Why Infusing Little Details Into Your Designs Makes it Easy to Stay Consistent Across All Media (and How to Do It)

You’ve probably heard it said again and again that “design is in the details,” and hearing it one more time may make you want to pull your hair out. I know!

If I spent the amount of time I want to pull my hair out actually doing my hair, girl, I’d never be rocking a top knot.

BUT there is so much truth to this message and I am going to show you exactly why adding small details into your designs can help you create brand consistency across all platforms and how to actually do it.

4 Simple Brand Elements that Help You Keep a Consistent Brand Image

By adding small details to every design you create on social media, you can create brand consistency. When your audience sees the same fonts, colors, or patterns in your designs over and over again, they start to recognize you.

Here are four simple brand elements you can incorporate:

  • Use the Same Fonts

Whether you’re posting an image on Instagram, Facebook, or another social media platform, use 2 or 3 fonts in the same nature each time.  This means you should have a specific heading font and a specific subheading font or body font to keep your message consistent. When your audience reads these fonts over and over again, they will start to recognize your work just by seeing consistent fonts.

  • Pick (and Stick) Your Colors

Pick no more than 5 individual colors (I like to select 2 or 3 main colors with a couple of options for supporting elements).

When you look at any of your social profiles or website, you should be able to see a common theme in the color scheme you use and it should be pretty obvious what your branding colors are.

For example, if you check out my Ally B Designs instagram page, right away you’ll notice that I use cranberry, soft pink, shades of green, white, and gray often in the images that I post. When you go to my website, you’ll see that those are my branding colors.

If you have a certain vibe or feel that you want your brand to portray, have a look at some color psychology charts to learn what emotions certain colors are symbolic of and how they psychologically make a person feel.

### STORED DATA
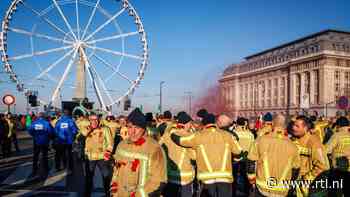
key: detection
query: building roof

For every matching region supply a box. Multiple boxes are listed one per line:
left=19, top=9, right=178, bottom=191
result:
left=245, top=29, right=350, bottom=60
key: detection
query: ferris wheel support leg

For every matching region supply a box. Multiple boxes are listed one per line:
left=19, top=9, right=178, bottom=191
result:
left=50, top=49, right=78, bottom=103
left=80, top=49, right=108, bottom=111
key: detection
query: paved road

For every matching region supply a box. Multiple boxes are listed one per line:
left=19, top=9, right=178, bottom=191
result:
left=0, top=131, right=103, bottom=197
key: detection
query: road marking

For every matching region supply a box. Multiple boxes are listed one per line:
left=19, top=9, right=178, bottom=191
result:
left=2, top=162, right=32, bottom=185
left=0, top=189, right=78, bottom=197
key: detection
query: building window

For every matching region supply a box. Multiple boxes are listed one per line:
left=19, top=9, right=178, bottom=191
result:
left=239, top=85, right=244, bottom=108
left=305, top=72, right=310, bottom=94
left=344, top=71, right=350, bottom=96
left=249, top=83, right=254, bottom=108
left=295, top=74, right=301, bottom=106
left=260, top=81, right=266, bottom=108
left=244, top=84, right=248, bottom=108
left=273, top=78, right=278, bottom=106
left=314, top=70, right=320, bottom=104
left=280, top=77, right=286, bottom=106
left=267, top=80, right=272, bottom=107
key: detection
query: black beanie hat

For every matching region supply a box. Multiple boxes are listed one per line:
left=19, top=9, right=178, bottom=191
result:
left=263, top=112, right=272, bottom=122
left=128, top=108, right=147, bottom=129
left=197, top=109, right=208, bottom=118
left=163, top=111, right=173, bottom=119
left=146, top=112, right=153, bottom=122
left=335, top=116, right=350, bottom=127
left=176, top=111, right=192, bottom=124
left=202, top=114, right=216, bottom=125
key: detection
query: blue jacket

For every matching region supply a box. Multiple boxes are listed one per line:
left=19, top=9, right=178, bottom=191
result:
left=28, top=118, right=54, bottom=145
left=55, top=116, right=78, bottom=144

### WHAT TO DO
A – Say whether each statement agrees with the post on brand consistency, answering yes or no and quoting the deciding words of the post: (i) it recommends picking no more than five individual colors; (ii) it advises using a single font for every post; (iii) the author's Instagram images often use cranberry and soft pink.
B – Rewrite the paragraph of the post on brand consistency that begins "Whether you’re posting an image on Instagram" as a short bulleted list that keeps its main facts.
C – List every color that the post on brand consistency says the author often uses in Instagram images.

### TASK SOLUTIONS
A –
(i) Yes: "Pick no more than 5 individual colors"
(ii) No: "use 2 or 3 fonts in the same nature each time."
(iii) Yes: "I use cranberry, soft pink, shades of green, white, and gray often in the images that I post."

B –
- On Instagram, Facebook, or any other social media platform, use 2 or 3 fonts of the same nature each time.
- Have a specific heading font and a specific subheading or body font so your message stays consistent.
- When your audience sees these fonts repeatedly, they will recognize your work from the fonts alone.

C –
- Cranberry
- Soft pink
- Shades of green
- White
- Gray